■ **Work instruction**:
Reproduce each line of the entries below word for word, omitting the pictures.

■ **Provided records**:

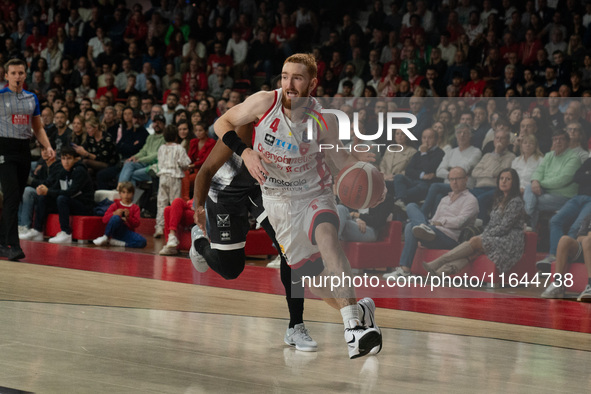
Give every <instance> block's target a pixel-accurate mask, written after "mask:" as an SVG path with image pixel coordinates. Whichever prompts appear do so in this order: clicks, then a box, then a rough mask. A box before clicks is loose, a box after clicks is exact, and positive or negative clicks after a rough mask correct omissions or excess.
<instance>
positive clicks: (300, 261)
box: [214, 54, 382, 358]
mask: <svg viewBox="0 0 591 394" xmlns="http://www.w3.org/2000/svg"><path fill="white" fill-rule="evenodd" d="M316 72H317V70H316V62H315V60H314V57H313V56H312V55H309V54H295V55H292V56H290V57H289V58H287V59H286V60H285V62H284V64H283V70H282V73H281V88H280V89H277V90H274V91H271V92H258V93H256V94H254V95H252V96H250V97H249V98H248V99H246V100H245V101H244V102H243V103H242V104H239V105H236V106H235V107H233V108H231V109H230V110H228V112H226V113H225V114H224V115H223V116H221V117H220V118H219V119H218V120H217V121H216V123H215V124H214V129H215V132H216V134H217V135H218V137H219V138H220V139H222V140H223V141H224V143H225V144H226V145H228V147H230V149H232V150H233V151H234V152H235V153H236V154H238V155H239V156H241V157H242V159H243V161H244V163H245V165H246V167H247V168H248V170H249V172H250V174H251V175H252V176H253V177H254V178H255V180H257V181H258V182H259V184H260V185H261V188H262V192H263V205H264V207H265V210H266V211H267V214H268V218H269V221H270V223H271V225H272V226H273V228H274V229H275V231H276V236H277V240H278V242H279V244H280V245H281V248H282V251H283V252H284V255H285V258H286V259H287V262H288V264H289V265H290V266H291V268H292V272H293V275H292V282H294V283H297V282H298V281H299V280H300V279H301V277H302V276H308V277H314V276H320V277H333V276H336V277H339V278H342V277H343V276H348V277H352V275H351V267H350V265H349V262H348V260H347V257H346V256H345V253H344V252H343V250H342V248H341V245H340V243H339V241H338V236H337V230H338V215H337V209H336V205H335V198H334V195H333V193H332V188H331V183H332V179H331V174H330V170H329V168H328V166H327V164H326V162H325V160H324V155H323V153H321V152H320V150H319V145H320V144H332V145H333V146H337V145H342V144H340V141H339V140H338V130H337V126H336V119H335V118H334V117H330V116H327V117H326V122H327V126H328V127H327V130H320V128H319V127H315V128H314V130H313V138H311V139H309V138H307V137H308V135H307V132H306V123H301V122H296V121H292V119H294V117H295V114H292V106H291V105H292V100H293V99H296V98H305V99H308V101H307V105H306V107H308V108H312V109H314V110H316V111H319V110H320V106H319V104H318V102H317V101H316V100H315V99H314V98H311V97H310V92H311V91H313V90H314V88H315V87H316V85H317V83H318V80H317V79H316ZM292 115H294V117H292ZM300 119H301V118H300ZM250 122H254V123H255V138H254V144H253V148H254V149H250V148H248V147H247V145H246V144H245V143H244V142H243V141H242V140H241V139H240V137H239V136H238V135H237V134H236V132H235V130H236V129H237V128H238V127H239V126H241V125H245V124H248V123H250ZM245 138H246V137H245ZM329 152H330V153H329V158H330V159H331V161H332V162H333V163H334V164H335V166H336V167H337V168H343V167H345V166H346V165H348V164H353V163H355V162H356V161H357V160H356V159H355V158H353V157H352V156H350V155H349V154H348V153H347V152H345V151H343V150H340V151H337V150H331V151H329ZM329 280H330V278H329ZM316 283H318V282H316ZM329 283H330V282H329ZM341 284H342V285H341V286H340V287H336V288H332V289H329V288H327V287H315V286H313V287H311V290H312V292H314V293H315V294H316V295H317V296H319V297H321V298H323V299H324V300H325V301H326V302H327V303H328V304H329V305H330V306H332V307H334V308H336V309H339V310H340V312H341V315H342V317H343V322H344V325H345V340H346V342H347V344H348V349H349V357H350V358H356V357H360V356H364V355H366V354H370V353H372V354H373V353H377V352H379V351H380V349H381V345H382V335H381V331H380V329H379V328H378V327H377V326H376V324H375V320H374V310H375V304H374V302H373V300H371V299H370V298H364V299H363V300H361V301H359V303H357V300H356V297H355V289H354V288H353V287H352V286H350V283H346V281H342V282H341ZM300 285H301V284H300Z"/></svg>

■ **The answer**:
Give every <instance> block's target a pixel-accurate mask, written after "mask:" as an SVG path with image pixel coordinates. Whichever prompts appear do so in this order: clicks, then a box, then a rough mask. A box before clicks is loose, a box after clicks is exact, and positive or negative clicks after a rough mask correct omissions or excess.
<instance>
positive clicks: (300, 261)
box: [214, 54, 382, 358]
mask: <svg viewBox="0 0 591 394" xmlns="http://www.w3.org/2000/svg"><path fill="white" fill-rule="evenodd" d="M316 72H317V70H316V62H315V60H314V57H313V56H312V55H309V54H295V55H292V56H290V57H289V58H287V59H286V60H285V62H284V64H283V70H282V73H281V88H280V89H277V90H274V91H271V92H258V93H256V94H254V95H252V96H250V97H249V98H248V99H246V100H245V101H244V102H243V103H242V104H239V105H236V106H235V107H233V108H231V109H230V110H228V112H226V113H225V114H224V115H223V116H221V117H220V118H219V119H218V120H217V121H216V123H215V124H214V129H215V132H216V134H217V135H218V137H219V138H220V139H222V140H223V141H224V143H225V144H226V145H228V147H230V149H232V150H233V151H234V152H235V153H236V154H238V155H239V156H241V157H242V159H243V161H244V163H245V165H246V167H247V168H248V170H249V172H250V174H251V175H252V176H253V177H254V178H255V180H257V181H258V182H259V184H260V185H261V188H262V192H263V205H264V207H265V210H266V211H267V214H268V218H269V221H270V223H271V225H272V226H273V228H274V229H275V231H276V236H277V240H278V242H279V244H280V245H281V248H282V251H283V252H284V255H285V258H286V259H287V262H288V264H289V265H290V266H291V268H292V272H293V275H292V282H294V283H297V282H298V281H299V280H300V279H301V277H302V276H308V277H314V276H320V277H333V276H336V277H339V278H342V277H343V276H348V277H352V275H351V267H350V265H349V262H348V260H347V257H346V256H345V253H344V252H343V250H342V248H341V245H340V243H339V241H338V236H337V230H338V215H337V209H336V205H335V198H334V195H333V193H332V188H331V183H332V179H331V174H330V170H329V168H328V166H327V164H326V162H325V160H324V155H323V153H321V152H320V150H319V145H320V144H332V145H333V146H337V145H342V144H340V141H339V140H338V130H337V126H336V119H335V118H334V117H330V116H327V117H326V122H327V126H328V127H327V130H320V128H319V127H315V128H314V130H313V138H311V139H309V138H307V137H308V135H307V132H306V123H301V122H296V121H292V119H294V117H295V114H292V106H291V105H292V100H293V99H296V98H305V99H308V101H307V105H306V107H308V108H312V109H314V110H316V111H319V110H320V106H319V104H318V102H317V101H316V100H315V99H314V98H311V97H310V92H311V91H313V90H314V88H315V87H316V85H317V83H318V80H317V79H316ZM292 115H294V117H292ZM300 119H301V118H300ZM250 122H254V123H255V138H254V144H253V148H254V149H250V148H248V147H247V145H246V144H245V143H244V142H243V141H242V140H241V139H240V137H239V136H238V135H237V134H236V132H235V130H236V129H237V128H238V127H239V126H241V125H245V124H248V123H250ZM245 138H246V137H245ZM329 152H330V153H329V158H330V159H331V161H332V162H333V163H334V164H335V166H336V167H337V168H343V167H345V166H346V165H348V164H353V163H355V162H356V161H357V160H356V159H355V158H353V157H352V156H350V155H349V154H348V153H347V152H345V151H343V150H340V151H337V150H331V151H329ZM329 280H330V278H329ZM316 283H318V282H316ZM329 283H330V282H329ZM341 284H342V285H341V286H340V287H336V288H332V289H329V288H327V287H315V286H313V287H311V290H312V292H314V293H315V294H316V295H317V296H319V297H321V298H323V299H324V300H325V301H326V302H327V303H328V304H329V305H330V306H332V307H334V308H336V309H339V310H340V312H341V315H342V317H343V322H344V325H345V340H346V342H347V344H348V349H349V357H350V358H356V357H360V356H364V355H366V354H370V353H372V354H373V353H377V352H379V351H380V349H381V345H382V335H381V331H380V329H379V328H378V327H377V326H376V324H375V320H374V310H375V304H374V302H373V300H371V299H370V298H364V299H363V300H361V301H359V303H357V300H356V297H355V289H354V288H353V287H352V286H350V283H346V281H342V282H341ZM300 285H301V284H300Z"/></svg>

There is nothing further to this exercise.